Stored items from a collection
# # # # # # #

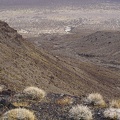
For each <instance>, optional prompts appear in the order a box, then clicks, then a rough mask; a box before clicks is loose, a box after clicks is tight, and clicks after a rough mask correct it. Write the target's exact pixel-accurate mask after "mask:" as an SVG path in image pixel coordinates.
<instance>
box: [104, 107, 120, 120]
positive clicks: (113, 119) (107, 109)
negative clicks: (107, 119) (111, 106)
mask: <svg viewBox="0 0 120 120" xmlns="http://www.w3.org/2000/svg"><path fill="white" fill-rule="evenodd" d="M104 117H105V118H109V119H112V120H120V109H116V108H108V109H106V110H105V111H104Z"/></svg>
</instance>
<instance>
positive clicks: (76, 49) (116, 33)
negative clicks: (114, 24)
mask: <svg viewBox="0 0 120 120" xmlns="http://www.w3.org/2000/svg"><path fill="white" fill-rule="evenodd" d="M71 46H73V49H74V48H75V49H74V51H75V52H76V53H79V54H82V53H84V54H88V55H89V56H90V55H91V56H92V55H93V57H101V58H102V59H103V60H111V61H112V60H113V61H117V62H119V61H120V32H119V31H98V32H95V33H93V34H90V35H88V36H85V37H83V38H81V39H78V40H76V41H75V42H74V43H72V44H71Z"/></svg>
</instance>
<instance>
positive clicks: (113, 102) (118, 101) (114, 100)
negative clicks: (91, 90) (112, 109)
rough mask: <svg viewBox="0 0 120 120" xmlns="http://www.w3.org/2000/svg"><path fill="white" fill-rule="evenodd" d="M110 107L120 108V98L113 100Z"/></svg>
mask: <svg viewBox="0 0 120 120" xmlns="http://www.w3.org/2000/svg"><path fill="white" fill-rule="evenodd" d="M110 107H112V108H120V100H112V101H111V102H110Z"/></svg>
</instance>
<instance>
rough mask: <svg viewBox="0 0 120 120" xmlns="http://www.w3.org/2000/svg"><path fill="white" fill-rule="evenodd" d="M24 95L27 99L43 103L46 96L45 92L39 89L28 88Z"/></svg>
mask: <svg viewBox="0 0 120 120" xmlns="http://www.w3.org/2000/svg"><path fill="white" fill-rule="evenodd" d="M23 93H24V94H25V96H26V97H27V98H29V99H32V100H38V101H41V100H42V99H43V98H44V97H45V95H46V93H45V91H44V90H42V89H40V88H38V87H27V88H25V89H24V90H23Z"/></svg>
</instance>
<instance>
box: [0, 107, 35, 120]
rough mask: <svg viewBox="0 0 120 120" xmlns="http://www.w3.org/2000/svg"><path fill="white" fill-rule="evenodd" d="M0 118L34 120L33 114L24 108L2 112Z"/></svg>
mask: <svg viewBox="0 0 120 120" xmlns="http://www.w3.org/2000/svg"><path fill="white" fill-rule="evenodd" d="M0 120H35V115H34V114H33V113H32V112H31V111H29V110H27V109H25V108H16V109H12V110H9V111H8V112H6V113H5V114H3V116H2V118H1V119H0Z"/></svg>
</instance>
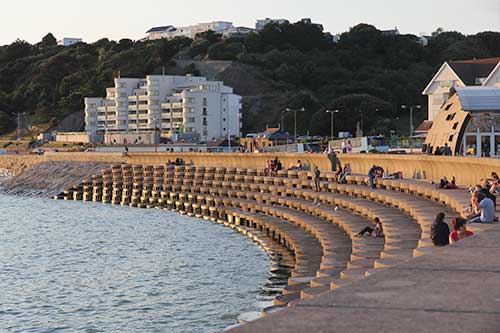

# # # # # # #

**Requirement:** Copy out every line of the entries where the string "positive" shows up.

**Task response:**
positive clicks: (113, 119) (107, 109)
positive clicks: (76, 49) (116, 33)
positive clicks: (113, 102) (118, 101) (114, 100)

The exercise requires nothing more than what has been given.